[Records excerpted from a collection]
BEGIN

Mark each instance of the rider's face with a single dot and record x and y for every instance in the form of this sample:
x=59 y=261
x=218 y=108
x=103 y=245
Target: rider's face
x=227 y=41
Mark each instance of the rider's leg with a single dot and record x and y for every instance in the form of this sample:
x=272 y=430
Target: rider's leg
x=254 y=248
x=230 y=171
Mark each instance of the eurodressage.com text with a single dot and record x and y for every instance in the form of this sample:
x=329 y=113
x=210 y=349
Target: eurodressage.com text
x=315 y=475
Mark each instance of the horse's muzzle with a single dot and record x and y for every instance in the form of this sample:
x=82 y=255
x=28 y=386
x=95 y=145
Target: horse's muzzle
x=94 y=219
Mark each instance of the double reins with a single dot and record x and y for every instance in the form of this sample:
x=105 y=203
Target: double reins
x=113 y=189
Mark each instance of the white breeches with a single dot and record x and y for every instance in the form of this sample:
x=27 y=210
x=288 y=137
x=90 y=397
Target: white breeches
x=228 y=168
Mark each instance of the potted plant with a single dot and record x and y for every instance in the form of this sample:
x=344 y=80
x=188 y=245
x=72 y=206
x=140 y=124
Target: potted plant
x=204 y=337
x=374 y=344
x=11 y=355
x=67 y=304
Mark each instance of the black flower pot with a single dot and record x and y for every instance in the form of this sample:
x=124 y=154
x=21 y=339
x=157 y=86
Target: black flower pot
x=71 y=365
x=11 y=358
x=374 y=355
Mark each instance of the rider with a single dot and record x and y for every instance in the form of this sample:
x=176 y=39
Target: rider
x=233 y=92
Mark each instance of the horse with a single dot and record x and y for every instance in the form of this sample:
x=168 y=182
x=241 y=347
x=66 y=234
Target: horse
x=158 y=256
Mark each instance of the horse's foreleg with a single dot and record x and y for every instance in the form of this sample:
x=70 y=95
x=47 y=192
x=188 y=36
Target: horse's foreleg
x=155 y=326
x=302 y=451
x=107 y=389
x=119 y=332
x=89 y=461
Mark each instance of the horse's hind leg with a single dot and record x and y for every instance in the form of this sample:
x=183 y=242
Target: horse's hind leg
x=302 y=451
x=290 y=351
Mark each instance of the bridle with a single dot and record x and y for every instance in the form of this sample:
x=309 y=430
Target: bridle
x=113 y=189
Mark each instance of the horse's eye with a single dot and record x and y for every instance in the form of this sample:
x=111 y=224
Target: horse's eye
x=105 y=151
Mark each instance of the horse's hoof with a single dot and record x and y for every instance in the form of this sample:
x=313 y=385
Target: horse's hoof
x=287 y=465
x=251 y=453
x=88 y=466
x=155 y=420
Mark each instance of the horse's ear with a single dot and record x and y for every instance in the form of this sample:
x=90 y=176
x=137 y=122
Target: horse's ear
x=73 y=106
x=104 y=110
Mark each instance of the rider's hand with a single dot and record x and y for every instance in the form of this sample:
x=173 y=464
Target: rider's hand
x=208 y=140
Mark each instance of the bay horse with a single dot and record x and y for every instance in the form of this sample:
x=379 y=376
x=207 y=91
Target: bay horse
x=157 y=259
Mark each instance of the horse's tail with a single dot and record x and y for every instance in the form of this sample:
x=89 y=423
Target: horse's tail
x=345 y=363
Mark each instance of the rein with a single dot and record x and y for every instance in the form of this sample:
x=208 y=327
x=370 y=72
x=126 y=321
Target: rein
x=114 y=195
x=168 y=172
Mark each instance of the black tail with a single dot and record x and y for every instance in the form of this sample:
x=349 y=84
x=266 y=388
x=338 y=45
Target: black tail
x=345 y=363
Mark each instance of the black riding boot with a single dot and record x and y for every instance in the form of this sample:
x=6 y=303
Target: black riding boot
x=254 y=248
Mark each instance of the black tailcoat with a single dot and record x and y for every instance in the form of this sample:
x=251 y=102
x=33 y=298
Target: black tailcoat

END

Goal of the exercise: An exact retyping of every line in the records is needed.

Exercise output:
Mark each instance of the rider's face with a single dot and record x and y for every instance in the form of this sample:
x=59 y=261
x=218 y=108
x=103 y=245
Target: rider's face
x=227 y=41
Mark each instance of the rider's leg with a single dot and record x and y for every instance in the form of this sample:
x=272 y=430
Target: rider's leg
x=254 y=248
x=230 y=171
Mark each instance of the eurodressage.com text with a single dot and record x and y for every instance in the form of this sample:
x=329 y=113
x=210 y=349
Target: eurodressage.com text
x=315 y=475
Mark each instance of the horse's muzzle with a single dot and record x and y for every instance in the form of this sample:
x=82 y=255
x=28 y=386
x=95 y=145
Target: horse's muzzle
x=94 y=219
Mark each instance of the double reins with a single dot and record x and y for every instance in the form of this sample:
x=105 y=203
Target: double reins
x=113 y=189
Mark each instance of the white breeches with a single dot and record x and y for every instance in the form of this sample:
x=27 y=210
x=288 y=137
x=90 y=397
Target: white breeches
x=228 y=168
Mark each instance of the potted plant with a single dot and record x and y for every instance in the form of this sample:
x=344 y=80
x=188 y=245
x=72 y=206
x=140 y=124
Target: potted plant
x=204 y=337
x=374 y=344
x=11 y=355
x=67 y=304
Mark each instance of the black flower pot with a single dot and record x and y for every instance in the form of this sample:
x=124 y=154
x=21 y=339
x=157 y=86
Target: black flower pot
x=71 y=365
x=11 y=358
x=374 y=355
Mark each instance of the rider with a single dot and record x and y for every instance in the form of this sample:
x=176 y=39
Target: rider
x=233 y=92
Mark each instance of the horse with a single dot and record x and y for every instance in the form of this sample:
x=168 y=182
x=241 y=347
x=66 y=234
Target: horse
x=158 y=256
Mark each instance of the horse's foreleg with a single dot and record x and y for every instance in the form of this sample:
x=70 y=95
x=47 y=192
x=188 y=36
Target: horse's foreleg
x=155 y=326
x=302 y=451
x=107 y=389
x=119 y=332
x=89 y=461
Mark each instance of the horse's hind leg with a single dot and record x and y for every instance in the form of this sample:
x=183 y=242
Target: horse's hind leg
x=302 y=451
x=290 y=351
Mark each instance of the bridle with a single dot and record x and y for every instance in the form of this sample:
x=309 y=430
Target: bridle
x=113 y=189
Mark each instance of the horse's eye with a single dot and record x and y for every instance in the form of this sample:
x=111 y=224
Target: horse's eye
x=105 y=151
Mark each instance of the horse's hoof with a single dot and record x and y for every instance in the form of this sample:
x=313 y=385
Target: horse's hoof
x=287 y=465
x=251 y=453
x=88 y=466
x=155 y=420
Mark each instance of the horse's ear with a single dot and record x and y for every instance in the form of this sample:
x=90 y=176
x=137 y=122
Target: horse's ear
x=73 y=106
x=104 y=110
Mark each instance of the rider's hand with a single dot and record x and y for every instance in the form of this sample:
x=173 y=464
Target: rider's hand
x=208 y=140
Mark each instance of the bay horse with a single dot and record x and y for every instance in the form of this sample:
x=379 y=376
x=207 y=91
Target: bay horse
x=157 y=259
Mark each instance of the horse's tail with a single dot and record x and y for every instance in the form of this sample:
x=89 y=423
Target: horse's tail
x=345 y=363
Mark each instance of the rein with a single dot and record x and y for every instance in the form of this sample:
x=208 y=327
x=370 y=72
x=126 y=321
Target: rein
x=114 y=195
x=168 y=172
Mark each instance of the black tail with a single dot and record x and y for every instance in the form of this sample:
x=349 y=84
x=266 y=388
x=338 y=45
Target: black tail
x=345 y=363
Mark each instance of the black riding boot with a single dot and record x and y for every instance in the form of this sample:
x=6 y=303
Target: black riding boot
x=254 y=248
Mark each instance of the black tailcoat with a single dot and record x and y for every instance in the form of this sample:
x=251 y=102
x=33 y=298
Target: black tailcoat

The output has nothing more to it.